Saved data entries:
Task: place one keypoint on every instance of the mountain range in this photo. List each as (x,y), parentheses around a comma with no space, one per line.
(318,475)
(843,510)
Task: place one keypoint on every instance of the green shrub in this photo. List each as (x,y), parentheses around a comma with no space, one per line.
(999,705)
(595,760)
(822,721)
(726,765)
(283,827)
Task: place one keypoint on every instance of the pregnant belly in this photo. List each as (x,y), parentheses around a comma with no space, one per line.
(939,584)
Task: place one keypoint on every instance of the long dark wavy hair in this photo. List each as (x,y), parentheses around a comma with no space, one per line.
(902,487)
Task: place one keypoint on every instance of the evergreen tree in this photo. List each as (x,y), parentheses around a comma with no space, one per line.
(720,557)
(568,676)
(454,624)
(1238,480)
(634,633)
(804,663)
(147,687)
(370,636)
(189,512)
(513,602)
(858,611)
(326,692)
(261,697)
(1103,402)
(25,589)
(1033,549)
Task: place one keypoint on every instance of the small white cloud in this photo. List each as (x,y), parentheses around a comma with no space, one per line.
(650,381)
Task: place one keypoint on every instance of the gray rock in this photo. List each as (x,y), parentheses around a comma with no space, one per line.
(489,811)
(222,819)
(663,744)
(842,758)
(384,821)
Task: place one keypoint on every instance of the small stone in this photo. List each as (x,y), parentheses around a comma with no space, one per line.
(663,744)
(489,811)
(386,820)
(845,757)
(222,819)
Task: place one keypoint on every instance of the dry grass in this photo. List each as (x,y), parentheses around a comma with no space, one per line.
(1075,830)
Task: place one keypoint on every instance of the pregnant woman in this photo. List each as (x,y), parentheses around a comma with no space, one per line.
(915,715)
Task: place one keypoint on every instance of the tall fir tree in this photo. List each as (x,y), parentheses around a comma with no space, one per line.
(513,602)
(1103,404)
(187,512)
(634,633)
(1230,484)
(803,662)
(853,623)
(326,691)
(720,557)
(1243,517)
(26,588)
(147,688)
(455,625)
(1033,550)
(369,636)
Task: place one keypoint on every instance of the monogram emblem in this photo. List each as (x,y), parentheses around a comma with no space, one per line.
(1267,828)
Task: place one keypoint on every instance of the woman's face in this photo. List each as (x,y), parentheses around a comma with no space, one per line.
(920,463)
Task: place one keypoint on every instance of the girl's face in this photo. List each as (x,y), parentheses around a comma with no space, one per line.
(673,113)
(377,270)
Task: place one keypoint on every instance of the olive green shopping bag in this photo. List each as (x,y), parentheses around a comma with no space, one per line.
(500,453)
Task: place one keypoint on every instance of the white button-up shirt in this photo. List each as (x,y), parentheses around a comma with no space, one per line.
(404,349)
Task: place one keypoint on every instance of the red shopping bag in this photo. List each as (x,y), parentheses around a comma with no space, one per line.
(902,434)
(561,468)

YOUR OBJECTIVE: Please rewrite the items above so that each "keypoint" becomes "marker", with everything else left unchanged.

RESULT FOR THIS EXERCISE:
Task: place one marker on every instance of the mountain range in this photo. List each as (x,y), parentheses around a comma with no space, one per line.
(318,475)
(843,510)
Task: place one marker on every instance of the green shrub in this photo. List each as (x,y), parentheses around a comma with no space, one per line.
(999,705)
(595,760)
(822,721)
(726,765)
(283,827)
Task: place one marker on every instance of the pregnant belly in this photo. List each as (x,y), parentheses around a comma with no space, one per line.
(939,584)
Task: place one marker on every instance of the long dark wavy hair in this photo. List each as (x,y), parentheses around a comma with no space, one per line.
(902,487)
Task: place one marker on every instance of the evergreen tree in this photo. List each as (x,y), parentheses around a comma with no space, one per line.
(720,557)
(568,676)
(454,624)
(1238,480)
(634,633)
(804,663)
(147,687)
(370,636)
(189,512)
(513,602)
(858,611)
(326,692)
(261,697)
(1103,402)
(25,589)
(1033,549)
Task: place one marker on every instance of the small white cloud in this photo. List each as (x,y), parentheses around a comma with no space, one per line.
(650,381)
Task: place one marker on every instance of the gray rock in this photo. List each as (x,y), parentheses around a comma with no space, one per line.
(489,811)
(222,819)
(663,744)
(842,758)
(384,821)
Task: place one marker on every instance of the small stone in this photo. List each as (x,y), parentheses around a comma with no space, one per line.
(663,744)
(489,811)
(386,820)
(845,757)
(222,819)
Task: place one marker on every instance of the dry grass in this photo. List each as (x,y), parentheses around a comma with no space, one per line.
(1075,830)
Task: place one marker on every instance of the pregnant woman in this photo. List each as (x,y), parentheses around a comma with no space, one per line.
(915,715)
Task: place one marker on every instance of the tall fir tree in this photo. List each as (x,y), parentheses around a comma with no space, one per line.
(513,602)
(1103,404)
(187,512)
(634,633)
(1230,484)
(803,662)
(853,623)
(326,691)
(720,557)
(1243,517)
(26,588)
(147,688)
(455,625)
(1033,550)
(369,636)
Task: place one marker on every instance of the monogram emblem in this photo. List each as (x,y), parentheses around a comma with no space, one per line.
(1267,828)
Task: place one marker on every instance of the woman's face in this photo. List each as (x,y), parentheses around a comma with no space, one per line.
(920,463)
Task: place one marker on every instance of the girl's face in this photo. List each as (x,y), parentheses around a comma with no space, one per line.
(673,113)
(377,270)
Task: place one marker on every instance of the olive green shopping bag in this photo. List each as (x,y), parentheses around a comma with no space, one per line.
(500,453)
Task: place one marker on every instance of the white button-up shirt in this photo. List each as (x,y), parentheses around a comma with no space, one per line.
(404,349)
Task: place one marker on every instance of the red shopping bag in this photo. List each as (x,y), parentheses around a comma with no space, one per line.
(902,434)
(561,468)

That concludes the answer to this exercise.